START Extracted text

     “We are speeding patient-processing systems, packing doctors’ schedules tighter and seeking to hire more physicians,” Ms. Lindsey said, estimating that Inland clinics would see new demand from 10,000 to 25,000 residents by 2014.

     Although the Affordable Care Act, passed in 2010, won’t be fully in place until 2014 billions of dollars have already been distributed and the wheels of reform have begun to turn.

     Lindsey says “federally funded community clinics like this one on North E Street in San Bernardino are booming, in California and across the country. They are expanding and renovating with billions in federal dollars provided by the stimulus legislation and the Affordable Care Act.

     Although the neighborhood feels troubled, on the inside, this superstore-sized clinic is stocked with clean exam rooms, a pharmacy and a seven-chair dental wing. It also offers psychology, radiology, vision and even housing services”.

     This clinic is part of a Federally Qualified Health Center (FQHC), a type of clinic targeted in President Obama’s health reform measure as a key component in building medical capacity for the millions of Americans expected to gain health insurance under the legislation.

     In California, there are about 120 FQHCs, representing over 1,100 “delivery sites” and serving upwards of 2.9 million patients. Nationwide, there are more than 1,100 FQHCs providing care to about 20 million patients at 8,000 delivery sites.

     The clinics use the federal money to build more centers, add more exam rooms, expand services and switch over to electronic health records. As a result, many of these clinics are no longer operating on shoestring budgets.

     Over the last two years Inland Behavioral and Health Services has expanded its reach into Banning and is using federal grants to renovate and expand its existing centers in San Bernardino County.

     “There’s also a special reimbursement that we get for each patient that has Medicare or Medi-Cal that exceeds what a doctor in private care would get,” said Lindsey.

     This higher reimbursement allows clinics to build a team-based approach, or patient centered medical home emphasized under the Affordable Care Act. Under this model, patients see teams of caregivers from chronic disease specialists to social workers to nutritionists to clinical pharmacists.

     Seniors with Medicare prescription drug coverage are getting cash rebates. Young adults have joined their parents’ insurance policies. Uninsured Americans with pre-existing conditions are getting health coverage through Affordable Care programs.

     An added benefit, Lindsey said, is that the team approach allows primary care doctors to focus on prevention, wellness and public health.
END Extracted text
(Task A): From the health clinic text, copy word for word the passage from "Although the Affordable" up to and including "begun to turn.".
(Task B): State whether each statement agrees with the health clinic text, giving yes or no and quoting the deciding words: (i) California has about 120 FQHCs. (ii) The Affordable Care Act was passed in 2012. (iii) The San Bernardino clinic has a ten-chair dental wing.
START Provided records
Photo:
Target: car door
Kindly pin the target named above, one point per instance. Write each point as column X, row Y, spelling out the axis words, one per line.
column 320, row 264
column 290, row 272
END Provided records
(Written answer A):
Although the Affordable Care Act, passed in 2010, won’t be fully in place until 2014 billions of dollars have already been distributed and the wheels of reform have begun to turn.

(Written answer B):
(i) Yes: "In California, there are about 120 FQHCs"
(ii) No: "passed in 2010"
(iii) No: "a seven-chair dental wing"